Things to do:
- A) Retype word for word the part of the Pentatonix album text that starts with the words containing "Pentatonix chronology" and finishes with "any original material.".
- B) Answer these from the Pentatonix album text:
(i) Which label released the album?
(ii) On what date was the album announced?
(iii) What rating did AllMusic give it?

Extract to read:
>> Start
Studio album by Pentatonix
- Released: April 13, 2018
- Recorded: January–February 2018
- Genre: A cappella; pop; R&B; Latin;
- Length: 35:15
- Label: RCA

Pentatonix chronology
| PTX, Vol. IV: Classics (2017) | PTX Presents: Top Pop, Vol. I (2018) | Christmas Is Here! (2018) |

= PTX Presents: Top Pop, Vol. I =

PTX Presents: Top Pop, Vol. I (alternatively written PTX Presents: Top Pop, Vol. 1) is the sixth studio album by American a cappella group Pentatonix, released on April 13, 2018. It is their first album with bass vocalist Matt Sallee, and without original bass vocalist Avi Kaplan. It is also their first full-length album not to feature any original material.

== Production ==
The album was announced on February 27, 2018, together with a new tour in the following summer. Pentatonix announced the tracklist on April 10.

Three singles from the album were released before the release: "Havana" on February 23, 2018, "New Rules x Are You That Somebody?" on March 9, and "Attention" on March 23. Pentatonix released a performance of a mashup of songs on the album on YouTube on April 19, 2018.

== Reception ==

AllMusic gave the album a rating of 3 out of 5, stating "Make no mistake, [Pentatonix] are still proudly the children of Glee, but that's also the ace up their sleeve: they're flashy about their hip attributes, which helps disguise how this album is -- at its core -- music by a very good music theater troupe."
>> End
Region annotation lines
>> Start
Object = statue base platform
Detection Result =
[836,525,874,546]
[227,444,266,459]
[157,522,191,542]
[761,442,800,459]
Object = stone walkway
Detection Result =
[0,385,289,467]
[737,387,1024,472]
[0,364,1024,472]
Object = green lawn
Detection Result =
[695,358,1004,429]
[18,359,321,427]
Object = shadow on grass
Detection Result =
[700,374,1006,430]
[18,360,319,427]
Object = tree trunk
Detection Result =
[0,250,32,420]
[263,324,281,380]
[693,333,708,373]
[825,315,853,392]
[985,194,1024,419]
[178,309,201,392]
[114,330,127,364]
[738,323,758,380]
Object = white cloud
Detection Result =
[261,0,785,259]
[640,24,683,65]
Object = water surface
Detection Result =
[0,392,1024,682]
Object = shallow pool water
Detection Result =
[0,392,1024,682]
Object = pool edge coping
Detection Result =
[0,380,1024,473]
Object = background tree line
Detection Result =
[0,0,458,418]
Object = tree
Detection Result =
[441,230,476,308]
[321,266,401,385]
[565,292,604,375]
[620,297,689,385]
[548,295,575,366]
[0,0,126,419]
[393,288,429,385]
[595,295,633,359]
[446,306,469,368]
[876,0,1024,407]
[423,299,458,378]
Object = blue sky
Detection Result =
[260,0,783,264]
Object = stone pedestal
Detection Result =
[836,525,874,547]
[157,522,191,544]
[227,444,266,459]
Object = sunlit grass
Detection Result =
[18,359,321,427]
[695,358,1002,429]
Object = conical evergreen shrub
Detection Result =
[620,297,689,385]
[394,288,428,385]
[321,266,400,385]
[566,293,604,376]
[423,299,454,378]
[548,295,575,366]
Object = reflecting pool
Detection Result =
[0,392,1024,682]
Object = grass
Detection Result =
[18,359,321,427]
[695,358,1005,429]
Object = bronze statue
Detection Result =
>> End
Exercise results:
- A)
Pentatonix chronology
| PTX, Vol. IV: Classics (2017) | PTX Presents: Top Pop, Vol. I (2018) | Christmas Is Here! (2018) |

= PTX Presents: Top Pop, Vol. I =

PTX Presents: Top Pop, Vol. I (alternatively written PTX Presents: Top Pop, Vol. 1) is the sixth studio album by American a cappella group Pentatonix, released on April 13, 2018. It is their first album with bass vocalist Matt Sallee, and without original bass vocalist Avi Kaplan. It is also their first full-length album not to feature any original material.

- B)
(i) RCA
(ii) February 27, 2018
(iii) 3 out of 5